▶ _WHAT IS ASKED_
Swap "integer pairs" for "whole-number pairs" throughout the records below and leave every other word unchanged. Omit the pictures from your reply.

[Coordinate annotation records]
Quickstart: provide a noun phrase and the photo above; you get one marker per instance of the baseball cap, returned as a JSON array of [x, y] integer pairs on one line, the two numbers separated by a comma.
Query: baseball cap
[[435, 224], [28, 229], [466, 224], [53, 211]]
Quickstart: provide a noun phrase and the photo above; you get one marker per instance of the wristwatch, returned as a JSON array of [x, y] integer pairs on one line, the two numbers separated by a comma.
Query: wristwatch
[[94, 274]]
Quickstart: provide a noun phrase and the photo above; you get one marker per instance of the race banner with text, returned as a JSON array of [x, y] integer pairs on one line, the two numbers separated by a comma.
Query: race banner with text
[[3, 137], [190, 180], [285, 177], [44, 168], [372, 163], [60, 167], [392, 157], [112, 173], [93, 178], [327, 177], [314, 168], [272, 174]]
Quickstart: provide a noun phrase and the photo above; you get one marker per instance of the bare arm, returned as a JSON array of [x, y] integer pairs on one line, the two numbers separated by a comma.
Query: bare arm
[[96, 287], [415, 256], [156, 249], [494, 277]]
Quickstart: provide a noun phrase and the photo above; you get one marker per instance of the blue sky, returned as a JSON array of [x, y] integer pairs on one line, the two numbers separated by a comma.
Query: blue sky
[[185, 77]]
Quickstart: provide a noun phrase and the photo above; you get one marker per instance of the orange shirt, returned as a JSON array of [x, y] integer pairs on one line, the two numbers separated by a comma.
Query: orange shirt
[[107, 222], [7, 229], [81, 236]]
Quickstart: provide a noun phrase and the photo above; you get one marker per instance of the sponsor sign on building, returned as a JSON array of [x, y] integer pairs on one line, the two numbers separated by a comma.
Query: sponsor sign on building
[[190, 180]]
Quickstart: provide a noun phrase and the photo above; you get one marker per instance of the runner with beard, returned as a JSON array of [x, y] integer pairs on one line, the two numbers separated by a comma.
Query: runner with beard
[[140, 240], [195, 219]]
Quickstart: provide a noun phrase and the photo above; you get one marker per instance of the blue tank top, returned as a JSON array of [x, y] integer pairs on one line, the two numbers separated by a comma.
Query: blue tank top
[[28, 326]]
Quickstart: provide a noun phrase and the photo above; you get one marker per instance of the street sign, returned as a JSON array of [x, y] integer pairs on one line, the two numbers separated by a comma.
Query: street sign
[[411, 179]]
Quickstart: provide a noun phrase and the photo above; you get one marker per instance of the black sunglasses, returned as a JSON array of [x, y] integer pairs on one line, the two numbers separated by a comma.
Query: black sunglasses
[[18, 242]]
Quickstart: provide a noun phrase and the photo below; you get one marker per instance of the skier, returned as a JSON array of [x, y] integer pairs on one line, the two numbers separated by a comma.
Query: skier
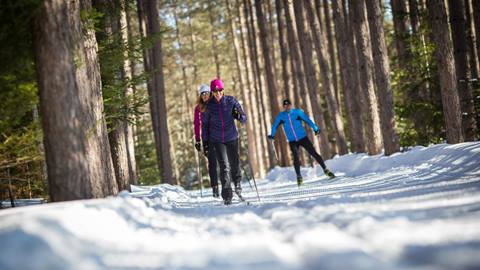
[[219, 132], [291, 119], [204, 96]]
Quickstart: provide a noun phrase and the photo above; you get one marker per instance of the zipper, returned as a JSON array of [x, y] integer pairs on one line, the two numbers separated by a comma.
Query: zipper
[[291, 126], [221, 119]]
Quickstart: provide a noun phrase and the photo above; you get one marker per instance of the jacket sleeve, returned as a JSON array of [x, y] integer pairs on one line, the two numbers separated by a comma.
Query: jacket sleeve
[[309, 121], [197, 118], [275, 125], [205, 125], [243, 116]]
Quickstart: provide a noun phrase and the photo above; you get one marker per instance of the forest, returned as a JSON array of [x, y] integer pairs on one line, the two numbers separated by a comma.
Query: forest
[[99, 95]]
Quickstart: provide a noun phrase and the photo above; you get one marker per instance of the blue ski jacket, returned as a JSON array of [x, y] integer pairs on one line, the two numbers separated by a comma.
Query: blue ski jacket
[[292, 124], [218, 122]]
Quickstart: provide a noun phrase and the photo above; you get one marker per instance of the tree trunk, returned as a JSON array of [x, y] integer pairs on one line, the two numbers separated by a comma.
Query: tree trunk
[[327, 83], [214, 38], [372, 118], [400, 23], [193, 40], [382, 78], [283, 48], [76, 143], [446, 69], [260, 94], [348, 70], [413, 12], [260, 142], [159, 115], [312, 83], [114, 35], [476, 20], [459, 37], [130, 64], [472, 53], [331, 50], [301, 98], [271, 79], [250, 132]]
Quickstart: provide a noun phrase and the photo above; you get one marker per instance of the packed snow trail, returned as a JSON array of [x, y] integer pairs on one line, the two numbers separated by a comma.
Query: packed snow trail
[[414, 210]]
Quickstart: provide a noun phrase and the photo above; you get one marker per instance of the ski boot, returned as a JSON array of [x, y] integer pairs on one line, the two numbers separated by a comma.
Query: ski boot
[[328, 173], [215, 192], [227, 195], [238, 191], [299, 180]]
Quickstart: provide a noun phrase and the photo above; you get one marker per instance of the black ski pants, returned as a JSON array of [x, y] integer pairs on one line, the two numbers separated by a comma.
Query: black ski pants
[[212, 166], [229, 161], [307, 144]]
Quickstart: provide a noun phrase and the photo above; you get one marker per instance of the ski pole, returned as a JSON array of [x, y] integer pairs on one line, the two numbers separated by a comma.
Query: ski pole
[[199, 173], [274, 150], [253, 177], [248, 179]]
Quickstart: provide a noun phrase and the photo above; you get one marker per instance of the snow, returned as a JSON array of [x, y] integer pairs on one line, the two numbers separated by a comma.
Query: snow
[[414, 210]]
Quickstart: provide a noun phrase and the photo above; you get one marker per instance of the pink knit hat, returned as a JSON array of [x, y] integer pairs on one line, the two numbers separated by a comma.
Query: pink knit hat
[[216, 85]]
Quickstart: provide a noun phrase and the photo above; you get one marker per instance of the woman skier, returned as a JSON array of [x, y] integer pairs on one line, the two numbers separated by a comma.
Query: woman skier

▶ _TASK SOLUTION_
Quickstart: provide a noun phrase and the photo above; you get one marker per instance of the baseball cap, returned as a JSON array of [x, y] whole-number pairs on one line, the two numbers separated by a comma.
Query: baseball cap
[[435, 224], [28, 229], [466, 224], [53, 211]]
Quickstart: provide a noun phrase and the photo above; you get one marker per instance of the wristwatch, returned as a JSON array of [x, y] whole-number pairs on one line, the two numbers separated by a comma.
Query: wristwatch
[[94, 274]]
Quickstart: provide a noun phrase and the photo above; you get one marker per instance of the race banner with text, returned as a JSON array of [x, y] whole-number pairs on one line, the two numbers separated by a comma.
Query: race banner with text
[[3, 137], [190, 180], [285, 177], [44, 168], [372, 163], [60, 167], [392, 157], [112, 173], [93, 178], [327, 177], [314, 168], [272, 174]]
Quickstart: provide a noun phrase and the photo above; you get one marker per instance of the bare arm, returned as a JSON array of [x, y] whole-number pairs on one line, the two numbers separated by a comma.
Query: bare arm
[[96, 287], [415, 256], [156, 249], [494, 277]]
Quickstart: provide a noun phrase and the photo above; you get one marker per instance of the blue sky, returned as a JSON array of [x, y] whole-number pairs on one line, the two numbers separated by a comma.
Query: blue sky
[[185, 77]]
Quickstart: provide a noun phrase and the photo above; you get one marker per instance of the orange shirt, returned as a JSON array of [x, y] whole-number pairs on one line, the two numbers separated by a comma.
Query: orange shirt
[[107, 222], [7, 229], [81, 236]]
Quickstart: provide a noun phrase and the photo above; you get one marker per instance of the sponsor sign on building, returned as a JSON array of [x, y] whole-number pairs on one line, the two numbers separated by a comma.
Query: sponsor sign on building
[[190, 180]]
Quickstart: provide a noun phrase and the photo above; you get one marker per instance of the runner with beard, returned as a JSON array of [x, y] whole-number pairs on one line, the two numbers separated by a comma.
Query: runner with beard
[[140, 240], [195, 219]]
Quickstart: provide a noun phrase and the photo above; you get one marker per instance of the blue tank top, returned as a JSON array of [x, y] whole-number pairs on one line, the two numbers separated by a comma.
Query: blue tank top
[[28, 326]]
Quickstart: provide a noun phrase and the photo above; you get one marker per instance of the street sign, returned as a JSON array of [x, y] whole-number pairs on one line, the two numbers separated by a comma.
Query: street sign
[[411, 179]]
Quickstart: provide a noun phrase and the photo above; you get one marker per instance of the black sunglasses, returned as a JSON array of [x, y] whole-number pairs on one line, the two numbers separated by a comma.
Query: black sunglasses
[[18, 242]]
Quickstart: provide a noun phrase and the photo below; you get one marker per instance of the skier, returned as a JSON array of [x, y] whole-number pairs on one line, the two numbers separated by a comma.
Query: skier
[[219, 132], [291, 119], [204, 96]]
Quickstart: provide a noun phrase and the photo above; you get one marker per instance of the zipper, returned as a JSON array of [x, y] whole-number pairs on one line, the two numbers separated by a comma.
Query: zipper
[[291, 126], [221, 119]]
Quickstart: provide a noun phrase and the photo above; you get one marker per instance of the jacket sleeve, returned as a JSON array of [x, y] whole-number pairs on one line, the two numbers separated by a comma.
Query: jacket sleeve
[[309, 121], [197, 118], [275, 125], [205, 125], [243, 116]]
Quickstart: provide a noun phrase and the photo above; you get one marker per instance of the forest, returned as a JSON array of [x, y] whole-number pairs on one line, the two numbers separated by a comma.
Query: forest
[[99, 95]]
Quickstart: provide a noun phrase and the photo above; you get one marker per instance of the blue ski jacket, returned as a JSON array of [x, y] whole-number pairs on one line, the two numbers separated by a comma.
Query: blue ski jacket
[[292, 124], [218, 122]]
Quickstart: provide a noun phrase and the photo above; you get one marker per instance of the tree trunk, returned as a JSON array of [x, y] whole-number pairs on one line, the two numbers separated by a comma.
Query: tree trunk
[[327, 83], [214, 38], [372, 118], [400, 23], [193, 40], [382, 78], [283, 48], [76, 143], [446, 69], [260, 94], [348, 70], [413, 12], [260, 142], [159, 115], [312, 83], [114, 35], [476, 20], [459, 37], [130, 64], [472, 53], [331, 50], [301, 98], [271, 79], [250, 132]]
Quickstart: provide a noun phrase and the photo above; you get one marker per instance of the packed snow trail, returned as a JSON array of [x, y] whole-number pairs on one line, the two numbers separated by a comma.
Query: packed snow trail
[[414, 210]]
Quickstart: provide a noun phrase and the photo above; you get one marker per instance of the ski boot, returned as a JSON array of [x, y] whole-number pairs on one line, the two numbers separated by a comma.
Query: ski boot
[[328, 173], [215, 192], [227, 195], [238, 191], [299, 180]]
Quickstart: provide a noun phrase and the photo above; you get one marker per instance of the black ski pants, returned as a JSON array of [x, y] whole-number pairs on one line, the two numbers separated by a comma.
Query: black ski pants
[[212, 166], [229, 161], [307, 144]]
Quickstart: provide a noun phrase and the photo above; you get one marker per instance of the ski pole, returned as a JSON array of [x, y] whole-number pairs on one line, the two numbers separated by a comma.
Query: ski pole
[[199, 173], [274, 150], [253, 177], [248, 179]]
Quickstart: provide a noun phrase and the photo above; you get one marker per instance of the snow, returned as a JSON array of [x, y] whole-number pairs on one line, the two numbers separated by a comma.
Query: snow
[[414, 210]]
Quickstart: provide a noun phrase and the photo above; you get one marker per instance of the pink knit hat, returned as a JSON array of [x, y] whole-number pairs on one line, the two numbers separated by a comma.
Query: pink knit hat
[[216, 85]]
Quickstart: provide a noun phrase and the photo above; you get one marker per instance of the woman skier, returned as a JSON array of [x, y] whole-number pairs on one line, the two numbers separated by a comma.
Query: woman skier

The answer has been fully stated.